__Supplied data__:
========================================================================

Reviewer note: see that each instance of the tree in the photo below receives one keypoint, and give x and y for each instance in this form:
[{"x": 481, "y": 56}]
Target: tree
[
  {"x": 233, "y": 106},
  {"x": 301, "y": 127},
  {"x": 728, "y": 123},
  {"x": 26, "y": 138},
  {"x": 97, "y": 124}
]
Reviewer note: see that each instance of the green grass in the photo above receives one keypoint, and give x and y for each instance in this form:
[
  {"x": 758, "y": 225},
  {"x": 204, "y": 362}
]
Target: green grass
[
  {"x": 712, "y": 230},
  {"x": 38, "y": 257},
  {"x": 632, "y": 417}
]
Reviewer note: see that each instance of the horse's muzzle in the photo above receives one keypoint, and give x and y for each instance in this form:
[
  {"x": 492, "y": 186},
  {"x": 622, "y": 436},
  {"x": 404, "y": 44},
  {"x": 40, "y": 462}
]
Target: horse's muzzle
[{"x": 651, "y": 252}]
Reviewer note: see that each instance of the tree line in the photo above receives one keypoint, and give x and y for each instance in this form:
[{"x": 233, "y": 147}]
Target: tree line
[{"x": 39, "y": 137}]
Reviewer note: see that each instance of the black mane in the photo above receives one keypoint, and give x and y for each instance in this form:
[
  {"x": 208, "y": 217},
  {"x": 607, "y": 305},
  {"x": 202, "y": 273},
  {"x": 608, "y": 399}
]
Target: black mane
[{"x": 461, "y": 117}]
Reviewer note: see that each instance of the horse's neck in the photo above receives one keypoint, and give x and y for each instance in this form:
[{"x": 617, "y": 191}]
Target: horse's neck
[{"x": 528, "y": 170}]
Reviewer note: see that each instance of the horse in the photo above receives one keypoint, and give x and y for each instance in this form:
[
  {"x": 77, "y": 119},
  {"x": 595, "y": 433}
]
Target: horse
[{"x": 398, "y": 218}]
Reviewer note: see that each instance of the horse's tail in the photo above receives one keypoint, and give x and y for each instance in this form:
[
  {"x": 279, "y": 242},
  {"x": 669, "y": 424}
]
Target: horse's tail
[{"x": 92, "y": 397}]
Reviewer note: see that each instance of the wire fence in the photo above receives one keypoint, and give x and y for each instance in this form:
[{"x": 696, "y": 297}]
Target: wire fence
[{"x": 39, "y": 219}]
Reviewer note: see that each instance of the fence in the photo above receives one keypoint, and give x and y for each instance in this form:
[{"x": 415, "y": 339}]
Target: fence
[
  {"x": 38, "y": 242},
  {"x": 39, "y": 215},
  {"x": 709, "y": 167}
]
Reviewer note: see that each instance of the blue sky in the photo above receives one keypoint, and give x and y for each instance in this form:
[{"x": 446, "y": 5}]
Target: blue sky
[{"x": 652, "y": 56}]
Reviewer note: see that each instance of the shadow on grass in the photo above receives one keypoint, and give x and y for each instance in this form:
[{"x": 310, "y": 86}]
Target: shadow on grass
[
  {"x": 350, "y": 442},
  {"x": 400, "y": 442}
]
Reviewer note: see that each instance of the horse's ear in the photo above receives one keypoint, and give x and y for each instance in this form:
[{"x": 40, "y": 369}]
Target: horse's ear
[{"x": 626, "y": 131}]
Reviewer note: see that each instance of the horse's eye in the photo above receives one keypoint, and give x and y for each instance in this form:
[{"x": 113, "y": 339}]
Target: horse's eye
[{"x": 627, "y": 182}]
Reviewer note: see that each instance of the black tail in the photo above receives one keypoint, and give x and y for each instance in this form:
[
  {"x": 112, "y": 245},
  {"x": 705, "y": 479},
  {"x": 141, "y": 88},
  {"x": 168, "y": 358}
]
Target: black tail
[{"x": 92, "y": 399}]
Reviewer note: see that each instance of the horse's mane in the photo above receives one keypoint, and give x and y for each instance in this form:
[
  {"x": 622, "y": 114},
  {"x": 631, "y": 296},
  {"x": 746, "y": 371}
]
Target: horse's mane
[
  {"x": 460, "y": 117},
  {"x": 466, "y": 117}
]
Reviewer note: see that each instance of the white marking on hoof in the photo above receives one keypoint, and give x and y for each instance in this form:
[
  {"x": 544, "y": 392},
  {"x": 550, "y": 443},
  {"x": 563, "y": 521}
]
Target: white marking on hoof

========================================================================

__Task instructions__: The required output is the full set of entries, reproduced verbatim.

__Solved exercise__:
Reviewer note: see that each instance of the tree in the photo below receives one keypoint, and give x and y for each instance in this form:
[{"x": 481, "y": 56}]
Target: tree
[
  {"x": 233, "y": 106},
  {"x": 301, "y": 127},
  {"x": 728, "y": 123},
  {"x": 26, "y": 138},
  {"x": 97, "y": 124}
]
Reviewer note: see that each instance of the green grass in the photo above receives one keypoint, and give x and y for each instance in this form:
[
  {"x": 758, "y": 225},
  {"x": 204, "y": 362}
]
Target: green grass
[
  {"x": 712, "y": 230},
  {"x": 38, "y": 257},
  {"x": 632, "y": 417}
]
Reviewer note: see that each instance of the horse's muzzle in the photo above receives one keypoint, and give x and y for each instance in this form:
[
  {"x": 492, "y": 186},
  {"x": 622, "y": 436},
  {"x": 404, "y": 44},
  {"x": 40, "y": 462}
]
Target: horse's muzzle
[{"x": 651, "y": 252}]
Reviewer note: see that each instance of the tree line in the photo above receives one keypoint, and give x and y for each instance in this form:
[{"x": 233, "y": 147}]
Target: tree line
[{"x": 39, "y": 137}]
Reviewer note: see that each instance of the black mane in the photo above receives one keypoint, and give x and y for each instance in this form:
[
  {"x": 208, "y": 217},
  {"x": 607, "y": 305},
  {"x": 202, "y": 273},
  {"x": 608, "y": 399}
]
Target: black mane
[{"x": 461, "y": 117}]
Reviewer note: see that each instance of the horse's neck in the photo above receives one keypoint, and give x and y for each instance in this form:
[{"x": 617, "y": 191}]
Target: horse's neck
[{"x": 528, "y": 170}]
Reviewer note: see that each instance of the horse in the photo above receives one keypoint, and give x and y for each instance in this form:
[
  {"x": 77, "y": 119},
  {"x": 595, "y": 433}
]
Target: horse
[{"x": 398, "y": 218}]
Reviewer note: see that each instance of the horse's tail in the photo above receives one keypoint, and give x and y for each instance in this form:
[
  {"x": 279, "y": 242},
  {"x": 669, "y": 424}
]
Target: horse's tail
[{"x": 92, "y": 397}]
Reviewer note: see that each instance of the wire fence in the photo above receives one keypoint, and give x and y for each instance in this form:
[{"x": 696, "y": 297}]
Target: wire fence
[{"x": 39, "y": 219}]
Reviewer note: see that each instance of the fence in the photo above receives one keypoint, and give x and y for each instance in this form:
[{"x": 415, "y": 339}]
Target: fence
[
  {"x": 38, "y": 242},
  {"x": 39, "y": 215},
  {"x": 709, "y": 167}
]
Reviewer note: see that each instance of the blue sky in the photo above receives one keypoint, and give x and y for each instance in this form:
[{"x": 446, "y": 5}]
Target: blue sky
[{"x": 652, "y": 56}]
Reviewer note: see that each instance of the shadow on grass in the photo above receives one keypoint, and give x and y for each instance in this form:
[{"x": 310, "y": 86}]
Target: shadow on grass
[
  {"x": 350, "y": 442},
  {"x": 400, "y": 442}
]
Reviewer note: see that each instance of the horse's ear in the photo above receives one keypoint, and give x and y for each instance in this form:
[{"x": 40, "y": 369}]
Target: horse's ear
[{"x": 626, "y": 131}]
Reviewer note: see that each instance of the horse's eye in the photo above receives one keypoint, and give x and y for each instance in this form:
[{"x": 113, "y": 339}]
Target: horse's eye
[{"x": 627, "y": 182}]
Reviewer note: see that each instance of the black tail in the photo above receives one keypoint, and give x and y for each instance in this form:
[
  {"x": 112, "y": 245},
  {"x": 705, "y": 479},
  {"x": 141, "y": 88},
  {"x": 168, "y": 358}
]
Target: black tail
[{"x": 92, "y": 399}]
Reviewer note: see that each instance of the horse's mane in the photo above receives one keypoint, and give x and y for each instance in this form:
[
  {"x": 622, "y": 114},
  {"x": 631, "y": 296},
  {"x": 746, "y": 371}
]
Target: horse's mane
[
  {"x": 460, "y": 117},
  {"x": 466, "y": 117}
]
Reviewer note: see that each instance of the white marking on hoof in the photo above receives one keypoint, and give x and y for each instance in this form:
[
  {"x": 544, "y": 392},
  {"x": 550, "y": 443},
  {"x": 563, "y": 521}
]
Target: white marking on hoof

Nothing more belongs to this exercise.